**INSTRUCTIONS TO FOLLOW:**
Reproduce the Clausing 4800 lathe forum thread word for word.

**PROVIDED PASSAGE:**
(begin)
# Clausing 4800 question



## guckrob (Jan 17, 2019)

I'm a craftsman/atlas 12" lathe owner (101.28910, late 1960's) and while I am overall very happy with the machine now that it has been refurb'd there are a couple of issues I have with it and I'm wondering if the Clausing 4803, or something like that might be what I'm looking for.

I want to stick with a bench lathe due to the setup I already built with drawers, etc.  Here are some thoughts that I wanted feedback on:
1. my craftsman's slowest feed is .004" per rev, would prefer something the bottoms out at half that or lower.  the 4800 I'm pretty sure starts at .0017" or so
2. as mentioned the craftsman isn't that rigid--it's a blast on aluminum, but if you don't stick with light cuts on steel you can actually see things start to torque and/or chatter.  If the internet is correct it looks like the 4803 is about 550lbs vs my craftsman at about 300lbs.  I know heft isn't the same as strength, but the 4800 looks to be much more stout.  Is it?
3. I don't know why, but I love the 4800's clutch/brake arm.  Reminds me of a 'real' lathe and would certainly make for a better flow when working.
4. one potential minus is that it looks like the 4800 tops out at 1600 RPM or so.  If so that might be a negative for aluminum.
5. The one 4800 I have seen in person had very tiny and almost unreadable dials on the feed handles.
(end)
[Collection entries]
(begin)
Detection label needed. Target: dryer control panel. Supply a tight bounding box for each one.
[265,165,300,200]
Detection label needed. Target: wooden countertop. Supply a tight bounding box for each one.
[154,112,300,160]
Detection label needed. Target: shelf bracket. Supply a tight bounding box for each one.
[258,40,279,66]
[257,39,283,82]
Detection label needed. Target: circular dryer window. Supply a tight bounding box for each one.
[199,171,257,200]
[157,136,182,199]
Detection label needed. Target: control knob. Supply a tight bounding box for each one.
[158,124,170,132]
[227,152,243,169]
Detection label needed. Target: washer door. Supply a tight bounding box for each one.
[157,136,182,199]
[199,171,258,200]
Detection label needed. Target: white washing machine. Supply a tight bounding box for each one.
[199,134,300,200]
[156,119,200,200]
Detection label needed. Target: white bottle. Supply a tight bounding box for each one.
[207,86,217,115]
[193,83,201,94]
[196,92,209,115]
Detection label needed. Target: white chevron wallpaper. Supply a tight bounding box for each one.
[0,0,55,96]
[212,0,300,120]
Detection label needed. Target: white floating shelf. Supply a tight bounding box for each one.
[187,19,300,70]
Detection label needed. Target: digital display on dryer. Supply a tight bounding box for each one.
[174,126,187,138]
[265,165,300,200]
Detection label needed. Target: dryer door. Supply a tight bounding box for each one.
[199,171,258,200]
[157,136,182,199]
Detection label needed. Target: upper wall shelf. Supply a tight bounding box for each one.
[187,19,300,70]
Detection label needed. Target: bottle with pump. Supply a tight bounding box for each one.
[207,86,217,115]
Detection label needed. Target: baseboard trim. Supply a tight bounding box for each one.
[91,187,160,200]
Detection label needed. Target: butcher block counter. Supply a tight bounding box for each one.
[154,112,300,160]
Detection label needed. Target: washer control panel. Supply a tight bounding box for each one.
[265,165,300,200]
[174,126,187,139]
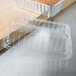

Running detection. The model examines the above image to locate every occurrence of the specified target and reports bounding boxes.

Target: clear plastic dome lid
[2,16,72,60]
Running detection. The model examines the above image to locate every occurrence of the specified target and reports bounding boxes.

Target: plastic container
[16,0,63,17]
[2,17,72,60]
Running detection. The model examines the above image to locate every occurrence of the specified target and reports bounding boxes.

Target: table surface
[0,3,76,76]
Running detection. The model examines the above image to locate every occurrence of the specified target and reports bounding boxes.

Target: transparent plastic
[16,0,63,17]
[2,17,72,60]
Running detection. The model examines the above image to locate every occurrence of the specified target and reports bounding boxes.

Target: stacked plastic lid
[16,0,63,17]
[2,17,72,60]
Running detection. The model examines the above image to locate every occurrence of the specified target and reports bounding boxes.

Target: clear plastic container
[2,17,72,60]
[16,0,63,17]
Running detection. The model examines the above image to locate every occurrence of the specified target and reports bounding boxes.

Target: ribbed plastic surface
[2,17,72,60]
[16,0,63,17]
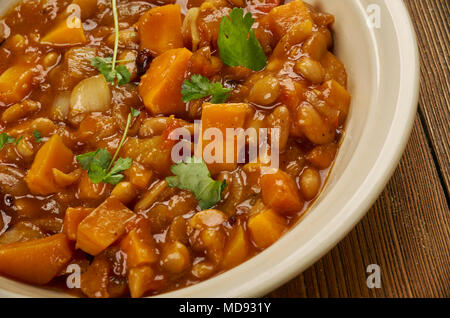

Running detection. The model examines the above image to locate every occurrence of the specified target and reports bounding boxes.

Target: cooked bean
[161,241,191,273]
[267,106,290,151]
[298,103,336,145]
[248,75,281,106]
[294,57,325,84]
[300,168,321,200]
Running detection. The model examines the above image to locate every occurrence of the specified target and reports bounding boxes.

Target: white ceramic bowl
[0,0,419,297]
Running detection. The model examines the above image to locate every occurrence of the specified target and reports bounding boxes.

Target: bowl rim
[0,0,420,297]
[154,0,420,297]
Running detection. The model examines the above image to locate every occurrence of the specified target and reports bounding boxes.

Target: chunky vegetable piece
[0,65,33,105]
[261,170,303,214]
[41,16,86,46]
[25,135,73,195]
[201,103,251,176]
[0,234,72,285]
[77,198,135,255]
[139,48,192,115]
[136,4,183,55]
[0,0,351,298]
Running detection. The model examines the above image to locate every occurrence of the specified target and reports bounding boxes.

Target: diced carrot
[261,170,304,214]
[76,198,136,255]
[0,65,33,105]
[201,103,250,175]
[25,134,73,195]
[128,266,156,298]
[0,234,73,285]
[111,181,137,204]
[72,0,98,20]
[77,170,110,200]
[136,4,183,55]
[139,48,192,115]
[124,161,153,189]
[120,219,158,268]
[81,254,111,298]
[63,207,94,241]
[121,136,172,176]
[247,209,287,248]
[268,0,312,38]
[320,79,352,124]
[222,224,250,268]
[52,168,81,187]
[41,16,86,46]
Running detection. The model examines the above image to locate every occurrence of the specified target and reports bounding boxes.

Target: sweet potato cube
(end)
**FULL SOLUTION:**
# Clausing 4800 question



## guckrob (Jan 17, 2019)

I'm a craftsman/atlas 12" lathe owner (101.28910, late 1960's) and while I am overall very happy with the machine now that it has been refurb'd there are a couple of issues I have with it and I'm wondering if the Clausing 4803, or something like that might be what I'm looking for.

I want to stick with a bench lathe due to the setup I already built with drawers, etc.  Here are some thoughts that I wanted feedback on:
1. my craftsman's slowest feed is .004" per rev, would prefer something the bottoms out at half that or lower.  the 4800 I'm pretty sure starts at .0017" or so
2. as mentioned the craftsman isn't that rigid--it's a blast on aluminum, but if you don't stick with light cuts on steel you can actually see things start to torque and/or chatter.  If the internet is correct it looks like the 4803 is about 550lbs vs my craftsman at about 300lbs.  I know heft isn't the same as strength, but the 4800 looks to be much more stout.  Is it?
3. I don't know why, but I love the 4800's clutch/brake arm.  Reminds me of a 'real' lathe and would certainly make for a better flow when working.
4. one potential minus is that it looks like the 4800 tops out at 1600 RPM or so.  If so that might be a negative for aluminum.
5. The one 4800 I have seen in person had very tiny and almost unreadable dials on the feed handles.